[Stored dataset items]
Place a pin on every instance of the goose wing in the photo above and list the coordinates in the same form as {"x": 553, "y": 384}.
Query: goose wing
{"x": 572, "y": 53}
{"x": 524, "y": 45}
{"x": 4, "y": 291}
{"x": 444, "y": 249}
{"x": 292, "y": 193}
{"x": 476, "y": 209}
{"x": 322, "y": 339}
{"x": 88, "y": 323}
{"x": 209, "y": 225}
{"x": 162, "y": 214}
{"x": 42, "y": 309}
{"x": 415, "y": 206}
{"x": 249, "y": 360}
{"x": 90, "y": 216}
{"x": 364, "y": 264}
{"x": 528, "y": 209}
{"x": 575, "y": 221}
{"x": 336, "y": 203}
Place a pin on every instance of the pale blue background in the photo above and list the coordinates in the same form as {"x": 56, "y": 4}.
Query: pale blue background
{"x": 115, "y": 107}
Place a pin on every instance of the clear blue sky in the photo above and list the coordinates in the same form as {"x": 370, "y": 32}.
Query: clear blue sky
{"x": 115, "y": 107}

--

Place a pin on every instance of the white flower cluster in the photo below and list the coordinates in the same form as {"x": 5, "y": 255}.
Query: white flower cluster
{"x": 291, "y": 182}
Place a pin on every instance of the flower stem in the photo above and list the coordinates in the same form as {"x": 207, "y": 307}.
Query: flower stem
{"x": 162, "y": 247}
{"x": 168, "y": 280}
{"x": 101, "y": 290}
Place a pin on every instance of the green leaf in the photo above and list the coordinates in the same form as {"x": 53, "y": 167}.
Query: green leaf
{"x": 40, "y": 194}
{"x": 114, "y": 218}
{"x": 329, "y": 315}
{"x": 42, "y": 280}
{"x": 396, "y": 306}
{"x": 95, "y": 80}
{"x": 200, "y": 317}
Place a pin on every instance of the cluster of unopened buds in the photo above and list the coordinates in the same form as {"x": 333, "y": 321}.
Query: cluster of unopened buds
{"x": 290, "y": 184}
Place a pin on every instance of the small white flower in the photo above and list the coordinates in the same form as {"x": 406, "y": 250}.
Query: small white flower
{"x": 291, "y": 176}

* * *

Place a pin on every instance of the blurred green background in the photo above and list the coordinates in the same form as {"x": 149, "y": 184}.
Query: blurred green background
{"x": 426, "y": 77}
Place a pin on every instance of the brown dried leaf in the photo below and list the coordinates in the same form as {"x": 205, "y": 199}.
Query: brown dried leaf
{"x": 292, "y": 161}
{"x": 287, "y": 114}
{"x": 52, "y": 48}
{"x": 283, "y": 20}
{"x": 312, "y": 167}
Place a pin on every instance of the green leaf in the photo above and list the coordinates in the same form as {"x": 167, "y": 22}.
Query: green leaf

Work request
Display each line of the data where "below" occurs.

Reply
Place a pin on every instance of the white flower cluster in the photo below and list the coordinates in the same form as {"x": 5, "y": 255}.
Place a pin on every instance of the brown dried leaf in the photo below and list the coordinates in the same form as {"x": 205, "y": 199}.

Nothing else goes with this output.